> WHAT IS EXPECTED: Write out each record a second time, exactly.

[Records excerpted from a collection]

########

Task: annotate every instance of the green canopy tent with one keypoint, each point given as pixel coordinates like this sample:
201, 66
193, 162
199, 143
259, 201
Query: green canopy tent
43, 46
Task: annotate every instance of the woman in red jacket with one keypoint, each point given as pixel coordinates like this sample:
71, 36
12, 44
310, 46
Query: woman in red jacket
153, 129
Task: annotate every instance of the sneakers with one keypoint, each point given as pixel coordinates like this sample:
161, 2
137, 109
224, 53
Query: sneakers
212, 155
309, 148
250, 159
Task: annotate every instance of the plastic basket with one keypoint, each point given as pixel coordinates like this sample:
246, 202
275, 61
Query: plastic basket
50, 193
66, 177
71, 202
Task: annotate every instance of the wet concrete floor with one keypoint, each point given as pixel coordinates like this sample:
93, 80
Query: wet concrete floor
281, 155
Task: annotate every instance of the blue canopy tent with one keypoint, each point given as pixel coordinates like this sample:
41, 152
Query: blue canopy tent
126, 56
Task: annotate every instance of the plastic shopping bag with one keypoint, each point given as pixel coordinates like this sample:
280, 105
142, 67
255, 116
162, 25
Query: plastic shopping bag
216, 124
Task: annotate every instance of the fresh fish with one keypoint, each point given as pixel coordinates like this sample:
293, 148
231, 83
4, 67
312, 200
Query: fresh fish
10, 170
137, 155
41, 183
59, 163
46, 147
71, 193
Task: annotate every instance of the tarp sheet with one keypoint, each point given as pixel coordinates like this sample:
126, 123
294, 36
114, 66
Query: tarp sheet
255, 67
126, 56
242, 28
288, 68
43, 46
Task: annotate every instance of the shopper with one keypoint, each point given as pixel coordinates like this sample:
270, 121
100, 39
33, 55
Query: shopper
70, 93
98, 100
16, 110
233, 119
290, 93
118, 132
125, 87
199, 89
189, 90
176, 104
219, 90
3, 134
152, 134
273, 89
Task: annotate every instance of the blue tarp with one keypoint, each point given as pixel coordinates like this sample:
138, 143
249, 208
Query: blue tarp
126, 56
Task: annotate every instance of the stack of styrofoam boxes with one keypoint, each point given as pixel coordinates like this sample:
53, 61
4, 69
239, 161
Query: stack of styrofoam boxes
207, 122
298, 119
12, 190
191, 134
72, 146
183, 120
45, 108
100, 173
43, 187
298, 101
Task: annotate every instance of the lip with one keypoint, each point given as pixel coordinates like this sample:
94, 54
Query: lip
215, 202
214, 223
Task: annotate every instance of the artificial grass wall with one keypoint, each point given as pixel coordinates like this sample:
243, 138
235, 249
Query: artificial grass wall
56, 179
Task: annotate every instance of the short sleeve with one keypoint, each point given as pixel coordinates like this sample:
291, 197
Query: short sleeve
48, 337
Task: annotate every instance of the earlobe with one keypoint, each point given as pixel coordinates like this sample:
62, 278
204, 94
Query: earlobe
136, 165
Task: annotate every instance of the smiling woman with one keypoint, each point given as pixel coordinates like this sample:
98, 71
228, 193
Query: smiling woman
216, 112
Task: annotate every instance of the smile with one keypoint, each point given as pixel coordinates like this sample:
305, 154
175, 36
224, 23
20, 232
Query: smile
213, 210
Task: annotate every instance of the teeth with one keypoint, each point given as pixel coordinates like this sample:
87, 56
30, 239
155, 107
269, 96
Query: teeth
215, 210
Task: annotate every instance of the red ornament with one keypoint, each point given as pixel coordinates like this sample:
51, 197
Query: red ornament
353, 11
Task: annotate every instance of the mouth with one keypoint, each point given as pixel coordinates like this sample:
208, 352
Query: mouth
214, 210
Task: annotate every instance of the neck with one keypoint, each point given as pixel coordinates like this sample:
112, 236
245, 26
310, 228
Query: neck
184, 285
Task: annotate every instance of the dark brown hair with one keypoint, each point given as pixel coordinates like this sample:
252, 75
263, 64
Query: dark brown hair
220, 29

########

> WRITTEN ANSWER:
Task: annotate every instance of the green canopy tent with one keypoint, each point given as pixel coordinates like this sample:
201, 66
193, 162
199, 143
259, 201
Query: green canopy tent
43, 46
Task: annotate every instance of the woman in red jacket with one keypoint, each point given as pixel coordinates like this sample:
71, 36
12, 44
310, 46
Query: woman in red jacket
153, 129
Task: annotate every instance of the sneakers with one keypoint, each point given as pixel coordinates like this sample:
161, 2
137, 109
224, 53
Query: sneakers
212, 155
309, 148
250, 159
Task: annotate every instance of the plastic basket with one keypoint, each point given as pixel coordinates like this sample:
246, 202
275, 61
Query: plastic basket
50, 193
66, 177
71, 202
Task: annotate every instance of the wet concrete floor with one keypoint, each point given as pixel coordinates like this sample:
93, 80
Query: wet concrete floor
281, 155
Task: annotate every instance of the blue canopy tent with one keypoint, each point given as pixel coordinates like this sample:
41, 152
Query: blue canopy tent
126, 56
Task: annotate every instance of the plastic shopping bag with one keypoint, each point given as pixel coordinates like this sample:
280, 105
142, 67
255, 116
162, 25
Query: plastic shopping bag
216, 124
Task: annotate every instance of the fresh fish with one keypoint, each point given as pixel coordinates like this sample:
293, 148
231, 83
4, 67
312, 200
Query: fresh fish
10, 170
137, 155
41, 183
59, 163
46, 147
71, 193
Task: annotate every instance of the tarp sheet with one keypoint, each point given as pixel coordinates like this sample:
126, 123
294, 36
114, 66
Query: tarp sheet
255, 67
126, 56
242, 28
288, 68
43, 46
Task: annotate every instance of the shopper with one keypoint, each point given as pixel coordinates like this sample:
270, 121
100, 39
33, 55
Query: shopper
70, 93
98, 100
16, 110
233, 119
290, 93
118, 132
125, 87
199, 89
189, 90
176, 104
219, 90
3, 134
152, 134
273, 89
Task: annotate every instance of the blue tarp with one keypoint, each point given as pixel coordinates like this sample:
138, 143
249, 208
Query: blue tarp
126, 56
Task: annotate every instance of the stack of styrofoam boxes with one keypoint, each point given as pixel coordinates like this sample:
53, 61
4, 69
239, 161
Query: stack of styrofoam boxes
207, 122
298, 119
12, 190
191, 134
72, 146
183, 120
45, 108
100, 173
43, 187
298, 101
Task: annotate every instance of the lip with one keypoint, each point given as pixel coordinates like this sample:
94, 54
Query: lip
215, 202
214, 223
Task: annotate every instance of the artificial grass wall with one keypoint, each point given as pixel coordinates like this sample:
243, 138
235, 249
Query: artificial grass wall
56, 179
Task: annotate every instance of the short sleeve with one keypoint, each point given as pixel coordinates like this sample:
291, 197
Query: short sleeve
48, 337
Task: annotate every instance of the earlobe with one keypoint, each point given as pixel coordinates like this sample:
62, 278
204, 94
Query: earlobe
136, 165
Task: annotate every instance of the smiling woman with one keypoint, each point given as pixel coordinates like this sample:
98, 71
228, 193
Query: smiling woman
216, 112
Task: annotate every instance of the smile with one keypoint, each point given as pixel coordinates like this sample:
305, 154
175, 36
224, 23
20, 232
Query: smile
213, 210
Task: annotate every instance of the teeth with one keypoint, each point given as pixel coordinates like this sample:
87, 56
30, 239
155, 107
269, 96
Query: teeth
215, 210
Task: annotate every instance of the red ornament with one keypoint, each point given as pixel coordinates like this sample:
51, 197
Query: red ornament
353, 11
Task: annotate every instance of the mouth with one keypoint, each point given as pixel coordinates like this sample:
208, 352
Query: mouth
214, 210
Task: annotate every instance of the neck with one keypoint, each point given as pixel coordinates like this sample:
112, 236
245, 26
310, 228
Query: neck
184, 285
Task: annotate every instance of the dark brown hair with one keypoint, each point given as pixel coordinates like this sample:
252, 75
263, 64
Query: dark brown hair
220, 29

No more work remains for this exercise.